#### SUPPLIED TEXT:
Security Best Practices

Protect your data and API keys with security best practices

Security is Critical

Compromised API keys can lead to unauthorized access, data breaches, and unexpected charges. Following these security best practices is essential to protect your account and data.

API Key Security

Never Commit Keys to Version Control

Don't Do This

bad_example.py
python
# ❌ NEVER hardcode API keys
api_key = "sk_live_1234567890"  # This is BAD!

client = ScrapeHubClient(api_key=api_key)

Do This Instead

good_example.py
python
# ✅ Use environment variables
import os

api_key = os.getenv('SCRAPEHUB_API_KEY')
client = ScrapeHubClient(api_key=api_key)

Environment Variables

Store API keys in environment variables or secure credential managers:

.env
bash
Terminal
# .env file (add to .gitignore!) SCRAPEHUB_API_KEY=sk_live_xxxx_xxxx SCRAPEHUB_WEBHOOK_SECRET=whsec_xxxx_xxxx # Never commit this file to git!
.gitignore
bash
Terminal
# Add to .gitignore .env .env.local .env.*.local *.key secrets.json credentials.json

Loading Environment Variables

load_env.py
python
# Python with python-dotenv
from dotenv import load_dotenv
import os

load_dotenv()  # Load from .env file
api_key = os.getenv('SCRAPEHUB_API_KEY')

if not api_key:
    raise ValueError("API key not found in environment variables")
load_env.js
javascript
// Node.js with dotenv
require('dotenv').config();

const apiKey = process.env.SCRAPEHUB_API_KEY;

if (!apiKey) {
  throw new Error('API key not found in environment variables');
}

API Key Management

Use Multiple Keys

Create separate API keys for development, staging, and production environments

Rotate Regularly

Rotate API keys every 90 days or immediately if compromised

Monitor Usage

Regularly review API key usage in your dashboard for suspicious activity

Revoke Unused Keys

Delete API keys that are no longer in use to minimize risk

Secure Data Handling

Sanitize Scraped Data

Always sanitize and validate scraped data before using it:

sanitize_data.py
python
import html
import re

def sanitize_text(text):
    """Remove potentially harmful content from scraped text"""
    if not text:
        return ""

    # HTML entity decode
    text = html.unescape(text)

#### ENTRIES PROVIDED:
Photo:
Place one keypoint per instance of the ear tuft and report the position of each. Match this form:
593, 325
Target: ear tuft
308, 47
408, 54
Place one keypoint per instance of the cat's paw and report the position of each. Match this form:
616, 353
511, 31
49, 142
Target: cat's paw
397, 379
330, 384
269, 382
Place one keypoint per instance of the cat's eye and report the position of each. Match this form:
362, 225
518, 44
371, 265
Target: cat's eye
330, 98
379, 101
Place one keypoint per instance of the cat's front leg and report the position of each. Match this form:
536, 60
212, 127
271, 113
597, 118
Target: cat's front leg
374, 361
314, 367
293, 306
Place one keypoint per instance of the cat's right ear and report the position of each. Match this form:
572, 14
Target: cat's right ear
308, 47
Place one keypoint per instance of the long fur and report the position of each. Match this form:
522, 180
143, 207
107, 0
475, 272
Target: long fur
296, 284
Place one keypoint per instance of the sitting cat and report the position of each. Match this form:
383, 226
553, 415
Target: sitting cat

#### REQUIRED WORK:
A) In the security best practices text, list every entry that the text says to add to the .gitignore file.
B) Resume the security best practices text from the point where it stops, carrying on after its last line.
The lines above come from a separate source and are unrelated to the security best practices text.

#### RESPONSES:
A)
.env
.env.local
.env.*.local
*.key
secrets.json
credentials.json

B)
    # Remove script tags and content
    text = re.sub(r'<script[^>]*>.*?</script>', '', text, flags=re.DOTALL | re.IGNORECASE)

    # Remove HTML tags
    text = re.sub(r'<[^>]+>', '', text)

    # Remove excessive whitespace
    text = re.sub(r'\s+', ' ', text).strip()

    return text

# Use sanitization
result = client.scrape("https://example.com")
clean_title = sanitize_text(result.data.get('title'))
clean_description = sanitize_text(result.data.get('description'))

Validate URLs

validate_urls.py
python
from urllib.parse import urlparse

def is_safe_url(url, allowed_domains=None):
    """Validate URL before scraping"""
    try:
        parsed = urlparse(url)

        # Check scheme
        if parsed.scheme not in ['http', 'https']:
            return False

        # Check domain whitelist
        if allowed_domains:
            if parsed.netloc not in allowed_domains:
                return False

        # Avoid localhost and private IPs
        if parsed.netloc in ['localhost', '127.0.0.1', '0.0.0.0']:
            return False

        return True

    except Exception:
        return False

# Use validation
url = user_provided_url  # From user input
if is_safe_url(url, allowed_domains=['example.com', 'api.example.com']):
    result = client.scrape(url)
else:
    raise ValueError("Invalid or unsafe URL")

Encrypt Sensitive Data

encrypt_data.py
python
from cryptography.fernet import Fernet
import os

# Generate or load encryption key
encryption_key = os.getenv('ENCRYPTION_KEY')
if not encryption_key:
    encryption_key = Fernet.generate_key()
    print(f"Save this key securely: {encryption_key.decode()}")

cipher = Fernet(encryption_key)

# Encrypt sensitive scraped data
result = client.scrape("https://example.com")
sensitive_data = str(result.data).encode()
encrypted_data = cipher.encrypt(sensitive_data)

# Store encrypted_data in database

# Later, decrypt when needed
decrypted_data = cipher.decrypt(encrypted_data).decode()
print(decrypted_data)

Network Security

Use HTTPS

Always use HTTPS for API requests and webhook endpoints:

https_only.py
python
# Configure client to enforce HTTPS
client = ScrapeHubClient(
    api_key=api_key,
    enforce_https=True  # Reject non-HTTPS URLs
)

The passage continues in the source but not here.